_RAW DATA_:
────────

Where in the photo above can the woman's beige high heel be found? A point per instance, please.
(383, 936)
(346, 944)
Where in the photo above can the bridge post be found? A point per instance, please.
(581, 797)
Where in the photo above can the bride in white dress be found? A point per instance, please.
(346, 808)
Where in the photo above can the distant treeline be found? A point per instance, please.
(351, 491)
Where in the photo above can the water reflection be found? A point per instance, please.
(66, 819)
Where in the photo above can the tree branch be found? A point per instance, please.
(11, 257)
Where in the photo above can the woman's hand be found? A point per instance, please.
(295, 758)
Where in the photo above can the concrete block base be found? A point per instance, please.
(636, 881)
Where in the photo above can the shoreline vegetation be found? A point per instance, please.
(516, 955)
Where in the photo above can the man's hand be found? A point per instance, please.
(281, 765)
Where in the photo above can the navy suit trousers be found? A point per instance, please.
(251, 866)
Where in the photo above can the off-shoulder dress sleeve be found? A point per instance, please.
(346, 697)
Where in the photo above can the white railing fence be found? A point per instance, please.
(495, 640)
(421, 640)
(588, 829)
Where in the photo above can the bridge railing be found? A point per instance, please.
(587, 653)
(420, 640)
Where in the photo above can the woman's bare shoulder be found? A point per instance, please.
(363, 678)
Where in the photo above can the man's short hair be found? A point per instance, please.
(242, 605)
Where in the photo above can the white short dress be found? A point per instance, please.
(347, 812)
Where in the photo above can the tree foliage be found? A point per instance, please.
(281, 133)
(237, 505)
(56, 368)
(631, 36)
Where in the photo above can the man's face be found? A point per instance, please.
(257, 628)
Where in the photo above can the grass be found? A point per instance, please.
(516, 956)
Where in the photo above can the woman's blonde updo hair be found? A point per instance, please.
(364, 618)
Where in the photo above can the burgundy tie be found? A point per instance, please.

────────

_EXERCISE GOAL_: Each line of the data must be copied exactly as it appears.

_EXERCISE OUTPUT_:
Where in the photo above can the woman's beige high heel be found? A point per instance, please.
(383, 936)
(346, 944)
Where in the photo above can the bridge post be found? A point per instance, please.
(581, 797)
Where in the photo above can the bride in white dress be found? A point per instance, please.
(346, 808)
Where in the photo above can the distant treeline be found? A point per instance, please.
(351, 491)
Where in the photo above can the water reflection be found? A point per instance, please.
(66, 819)
Where in the photo above can the tree branch be found? A point per instance, please.
(11, 257)
Where in the photo above can the woman's hand be found? A point per instance, please.
(295, 758)
Where in the photo above can the concrete block base be found? A point per instance, please.
(636, 881)
Where in the photo above can the shoreline vegetation be found? A point per instance, please.
(516, 955)
Where in the photo above can the man's hand be found? A point per instance, please.
(281, 765)
Where in the photo above can the navy suit trousers be found? A point per instance, please.
(251, 866)
Where in the photo above can the off-shoulder dress sleeve be found? A point per instance, please.
(346, 697)
Where in the photo above can the white railing fence be found? A point per instance, please.
(495, 640)
(421, 640)
(588, 829)
Where in the photo above can the bridge railing be found? A point per instance, please.
(587, 653)
(420, 640)
Where in the photo above can the woman's bare shoulder be found? A point per instance, please.
(363, 678)
Where in the photo above can the man's short hair be found? A point per instance, please.
(242, 605)
Where in the photo above can the white short dress be found? A point per instance, please.
(347, 812)
Where in the photo above can the tree foliage be found? A point per instance, please.
(281, 133)
(237, 505)
(56, 368)
(631, 36)
Where in the photo above can the man's face be found? A point per instance, please.
(257, 628)
Where in the photo above can the grass be found? A point per instance, please.
(516, 956)
Where in the photo above can the woman's blonde updo hair be found? A point per instance, please.
(364, 618)
Where in the photo above can the burgundy tie be found? A point per instance, please.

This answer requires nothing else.